EXTRACTED TEXT »
════════

Plasmid DNA

06/09/2013 19:12

Preparation of plasmid DNA

Purification of plasmids from a culture of bacteria involves the same general strategy as preparation of total cell DNA.

A culture of cells, containing plasmids, is grown in liquid medium, harvested, and a cell extract prepared. The protein and RNA are removed, and the DNA probably concentrated by ethanol precipitation.

However, there is an important distinction between plasmid purification and preparation of total cell DNA. In a plasmid preparation it is always necessary to separate the plasmid DNA from the large amount of bacterial chromosomal DNA that is also present in the cells.Separating the two types of DNA can be very difficult, but is nonetheless essential if the plasmids are to be used as cloning vectors. The presence of the smallest amount of contaminating bacterial DNA in a gene cloning experiment may easily lead to undesirable results.

Fortunately several methods are available for removal of bacterial DNA during plasmid purification, and the use of these methods, individually or in combination, can result in isolation of very pure plasmid DNA.

The methods are based on the several physical differences between plasmid DNA and bacterial DNA, the most obvious of which is size.

The largest plasmids are only 8% of the size of the E. coli chromosome, and most are much smaller than this. Techniques that can separate small DNA molecules

from large ones should therefore effectively purify plasmid DNA.

In addition to size, plasmids and bacterial DNA differ in conformation.

When applied to a polymer such as DNA, the term conformation refers to the overall spatial configuration of the molecule, with the two simplest conformations

being linear and circular. Plasmids and the bacterial chromosome are circular, but during preparation of the cell extract the chromosome is always

broken to give linear fragments. A method for separating circular from linear molecules will therefore result in pure plasmids.

1) Separation on the basis of size

The usual stage at which size fractionation is performed is during preparation of the cell extract. If the cells are lysed under very carefully controlled conditions,

only a minimal amount of chromosomal DNA breakage occurs. The resulting DNA fragments are still very large - much larger than the plasmids and can be removed with the cell debris by centrifugation.

This process is aided by the fact that the bacterial chromosome is physically attached to the cell envelope, so fragments of the chromosome sediment with the cell debris if these attachments are not broken.

Cell disruption must therefore be carried out very gently to prevent wholesale breakage of the bacterial DNA. For E. coli and related species, controlled

lysis is performed. Treatment with EDTA and lysozyme is carried out in the presence of sucrose, which prevents the cells from bursting immediately. Instead, sphaeroplasts are formed, cells with partially degraded cell walls that retain an intact cytoplasmic membrane.

Cell lysis is now induced by adding a non-ionic detergent such as Triton X-lOO (ionic detergents, such as SDS, cause chromosomal breakage). This method causes very little breakage of the bacterial DNA, so centrifugation leaves a cleared lysate, consisting almost entirely of plasmid DNA.

A cleared lysate will, however, invariably retain some chromosomal DNA.

Furthermore, if the plasmids themselves are large molecules, they may also sediment with the cell debris. Size fractionation is therefore rarely sufficient on its own, and we must consider alternative ways of removing the bacterial DNA contaminants.

════════

GIVEN DATA »
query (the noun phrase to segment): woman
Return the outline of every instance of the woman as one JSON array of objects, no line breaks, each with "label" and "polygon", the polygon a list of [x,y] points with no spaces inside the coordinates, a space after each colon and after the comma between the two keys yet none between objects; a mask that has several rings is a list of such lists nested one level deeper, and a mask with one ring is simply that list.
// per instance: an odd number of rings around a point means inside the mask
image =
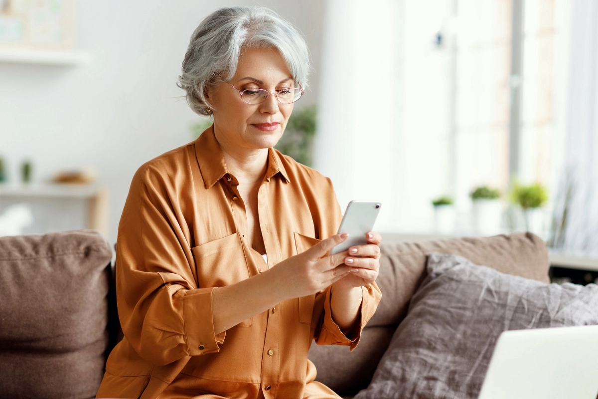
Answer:
[{"label": "woman", "polygon": [[307,351],[357,345],[380,299],[380,237],[328,255],[346,238],[330,180],[273,149],[308,68],[303,38],[267,8],[222,8],[196,30],[179,84],[213,124],[133,179],[117,243],[124,338],[97,397],[339,397]]}]

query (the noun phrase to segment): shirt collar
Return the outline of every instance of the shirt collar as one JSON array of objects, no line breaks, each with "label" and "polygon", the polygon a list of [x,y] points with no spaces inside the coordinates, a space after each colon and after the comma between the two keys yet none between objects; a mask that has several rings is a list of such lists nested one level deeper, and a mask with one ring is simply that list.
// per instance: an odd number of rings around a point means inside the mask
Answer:
[{"label": "shirt collar", "polygon": [[[211,187],[228,173],[222,149],[214,135],[213,124],[195,141],[195,153],[206,188]],[[277,151],[268,148],[268,168],[266,177],[269,179],[280,173],[285,181],[288,182],[288,175],[281,162],[281,157]]]}]

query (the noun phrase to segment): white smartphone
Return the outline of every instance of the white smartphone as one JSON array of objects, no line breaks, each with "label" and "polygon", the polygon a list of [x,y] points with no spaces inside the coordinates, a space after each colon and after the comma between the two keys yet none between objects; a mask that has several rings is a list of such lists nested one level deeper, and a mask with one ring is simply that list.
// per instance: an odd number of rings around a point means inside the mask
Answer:
[{"label": "white smartphone", "polygon": [[346,251],[353,245],[368,243],[365,234],[372,231],[382,204],[376,201],[351,201],[347,205],[338,234],[348,233],[349,238],[330,251],[331,255]]}]

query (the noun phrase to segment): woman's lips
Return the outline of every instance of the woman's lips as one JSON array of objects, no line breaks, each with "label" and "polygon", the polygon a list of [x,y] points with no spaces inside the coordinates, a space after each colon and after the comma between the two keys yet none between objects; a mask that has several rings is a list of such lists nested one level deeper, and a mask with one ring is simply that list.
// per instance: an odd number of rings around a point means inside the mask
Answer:
[{"label": "woman's lips", "polygon": [[278,125],[280,124],[278,122],[272,122],[271,123],[252,123],[257,129],[263,132],[272,132],[278,128]]}]

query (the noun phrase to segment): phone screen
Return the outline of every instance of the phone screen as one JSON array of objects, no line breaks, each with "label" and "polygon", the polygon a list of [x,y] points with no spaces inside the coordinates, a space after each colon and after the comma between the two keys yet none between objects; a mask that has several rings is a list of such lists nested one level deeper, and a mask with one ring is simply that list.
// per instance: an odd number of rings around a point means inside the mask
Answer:
[{"label": "phone screen", "polygon": [[346,251],[354,245],[367,243],[365,234],[374,229],[382,204],[377,201],[351,201],[347,206],[338,233],[347,233],[349,238],[332,248],[331,254]]}]

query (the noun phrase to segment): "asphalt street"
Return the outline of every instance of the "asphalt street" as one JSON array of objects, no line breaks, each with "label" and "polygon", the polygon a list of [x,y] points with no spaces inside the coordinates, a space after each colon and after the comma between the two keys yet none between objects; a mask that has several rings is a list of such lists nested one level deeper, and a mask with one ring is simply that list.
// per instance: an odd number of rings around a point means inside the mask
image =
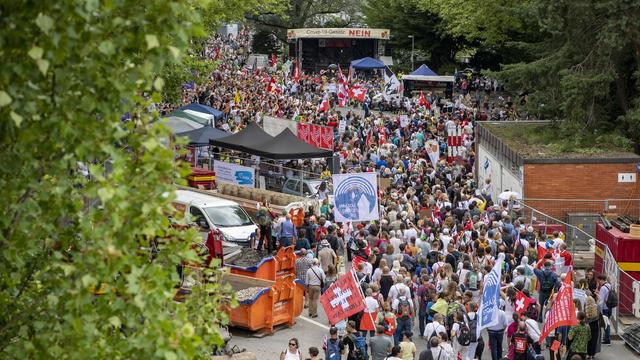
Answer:
[{"label": "asphalt street", "polygon": [[[231,345],[237,345],[239,348],[245,348],[257,355],[259,360],[277,360],[280,353],[287,347],[289,339],[295,337],[300,342],[300,350],[305,358],[309,357],[308,349],[315,346],[320,349],[322,354],[322,337],[328,335],[329,328],[326,325],[327,317],[324,314],[322,306],[318,304],[318,317],[310,319],[307,309],[304,309],[302,315],[297,318],[296,324],[289,327],[280,327],[273,334],[257,338],[251,332],[241,329],[231,329],[233,338]],[[414,326],[414,333],[418,333],[417,325]],[[486,334],[485,343],[488,341]],[[418,349],[418,354],[426,348],[426,341],[414,336],[414,343]],[[506,345],[505,345],[506,349]],[[545,359],[549,359],[549,352],[543,350]],[[506,350],[503,352],[506,354]],[[417,358],[417,356],[416,356]],[[488,348],[485,348],[483,359],[491,359]],[[613,341],[612,345],[603,345],[602,352],[597,354],[598,360],[623,360],[623,359],[640,359],[631,348],[626,346],[623,341]]]}]

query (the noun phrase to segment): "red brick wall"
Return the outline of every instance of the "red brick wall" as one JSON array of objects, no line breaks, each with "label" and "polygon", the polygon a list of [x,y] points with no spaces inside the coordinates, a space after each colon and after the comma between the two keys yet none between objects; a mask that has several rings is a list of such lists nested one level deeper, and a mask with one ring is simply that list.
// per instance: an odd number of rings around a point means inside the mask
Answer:
[{"label": "red brick wall", "polygon": [[[635,163],[525,164],[525,199],[640,199],[640,183],[618,183],[618,173],[636,173]],[[640,175],[636,173],[636,175]],[[613,202],[611,202],[613,204]],[[560,220],[566,213],[602,213],[602,201],[527,201]],[[640,202],[618,201],[610,212],[640,216]]]}]

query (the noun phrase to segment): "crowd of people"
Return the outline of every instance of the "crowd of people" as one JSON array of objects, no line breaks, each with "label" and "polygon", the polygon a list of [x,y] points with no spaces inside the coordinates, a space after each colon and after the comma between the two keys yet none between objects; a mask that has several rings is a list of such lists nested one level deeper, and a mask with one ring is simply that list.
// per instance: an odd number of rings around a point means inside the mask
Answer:
[{"label": "crowd of people", "polygon": [[[487,112],[503,111],[495,103],[512,103],[494,102],[478,95],[479,89],[469,91],[463,81],[465,88],[451,99],[427,93],[427,104],[420,104],[416,95],[380,105],[393,113],[376,112],[372,99],[383,90],[384,80],[370,77],[357,80],[368,90],[365,101],[350,100],[361,111],[340,108],[336,94],[330,94],[330,109],[319,112],[326,74],[303,74],[296,81],[288,65],[256,69],[246,61],[250,39],[244,33],[213,37],[205,55],[221,60],[220,65],[208,84],[185,88],[184,102],[221,109],[224,121],[216,126],[232,132],[260,123],[264,115],[334,126],[340,172],[376,172],[388,179],[379,189],[378,221],[336,223],[326,188],[318,194],[321,215],[309,209],[298,226],[289,214],[276,216],[266,207],[258,212],[259,241],[254,246],[295,246],[300,251],[296,275],[306,284],[310,318],[319,316],[321,294],[360,260],[352,271],[365,309],[329,324],[322,343],[304,353],[298,339],[291,339],[280,359],[472,360],[485,353],[493,360],[503,355],[532,359],[542,353],[540,343],[552,359],[591,359],[601,344],[610,342],[605,324],[615,304],[608,301],[606,276],[596,279],[587,272],[580,277],[561,234],[527,226],[517,202],[493,198],[491,179],[479,183],[473,175],[475,122],[486,119]],[[497,83],[489,81],[474,86],[497,90]],[[170,106],[162,108],[171,111]],[[408,121],[401,121],[403,115]],[[338,131],[342,121],[346,126]],[[446,136],[452,128],[462,129],[462,146],[455,159],[447,159]],[[426,149],[432,140],[441,154],[435,161]],[[322,160],[316,165],[327,172]],[[311,165],[300,161],[290,166]],[[540,259],[538,244],[549,249]],[[476,337],[483,279],[499,258],[504,263],[500,321]],[[560,327],[540,342],[540,323],[568,273],[573,286],[586,294],[576,302],[579,323]],[[535,299],[521,312],[514,310],[518,292]],[[418,353],[417,342],[427,349]]]}]

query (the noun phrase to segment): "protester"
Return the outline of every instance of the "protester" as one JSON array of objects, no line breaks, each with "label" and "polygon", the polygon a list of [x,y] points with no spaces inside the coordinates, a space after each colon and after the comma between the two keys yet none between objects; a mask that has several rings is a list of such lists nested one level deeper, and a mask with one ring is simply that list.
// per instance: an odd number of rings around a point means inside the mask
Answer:
[{"label": "protester", "polygon": [[320,261],[313,259],[313,265],[307,270],[307,291],[309,293],[309,317],[318,317],[318,300],[320,298],[320,290],[324,285],[325,274],[320,267]]},{"label": "protester", "polygon": [[300,352],[298,339],[289,339],[289,347],[280,353],[280,360],[302,360],[302,352]]},{"label": "protester", "polygon": [[393,340],[385,335],[384,326],[376,325],[376,336],[369,340],[371,360],[384,360],[393,348]]}]

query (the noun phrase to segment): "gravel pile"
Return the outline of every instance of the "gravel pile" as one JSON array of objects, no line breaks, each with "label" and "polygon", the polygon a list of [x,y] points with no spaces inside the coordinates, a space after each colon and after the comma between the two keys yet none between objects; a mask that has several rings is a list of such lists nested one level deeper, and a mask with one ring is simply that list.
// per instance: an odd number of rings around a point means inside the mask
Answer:
[{"label": "gravel pile", "polygon": [[240,255],[229,260],[227,263],[236,266],[250,267],[257,265],[262,259],[271,256],[268,251],[257,251],[244,248]]},{"label": "gravel pile", "polygon": [[250,288],[238,290],[238,292],[236,292],[236,299],[238,301],[249,300],[249,299],[253,298],[257,293],[262,291],[263,289],[264,288],[255,286],[255,287],[250,287]]}]

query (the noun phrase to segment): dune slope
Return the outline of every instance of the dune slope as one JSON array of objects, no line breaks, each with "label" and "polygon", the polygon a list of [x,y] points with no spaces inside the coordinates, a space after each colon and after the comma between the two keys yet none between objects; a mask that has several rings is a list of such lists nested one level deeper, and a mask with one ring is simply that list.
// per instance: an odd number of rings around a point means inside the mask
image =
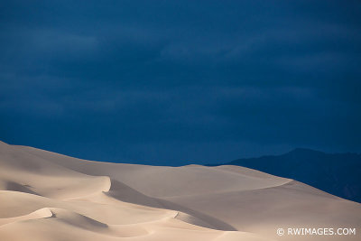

════════

Quote the passage on plasmid DNA preparation from "06/09/2013 19:12" up to and including "concentrated by ethanol precipitation.".

TASK SOLUTION »
06/09/2013 19:12

Preparation of plasmid DNA

Purification of plasmids from a culture of bacteria involves the same general strategy as preparation of total cell DNA.

A culture of cells, containing plasmids, is grown in liquid medium, harvested, and a cell extract prepared. The protein and RNA are removed, and the DNA probably concentrated by ethanol precipitation.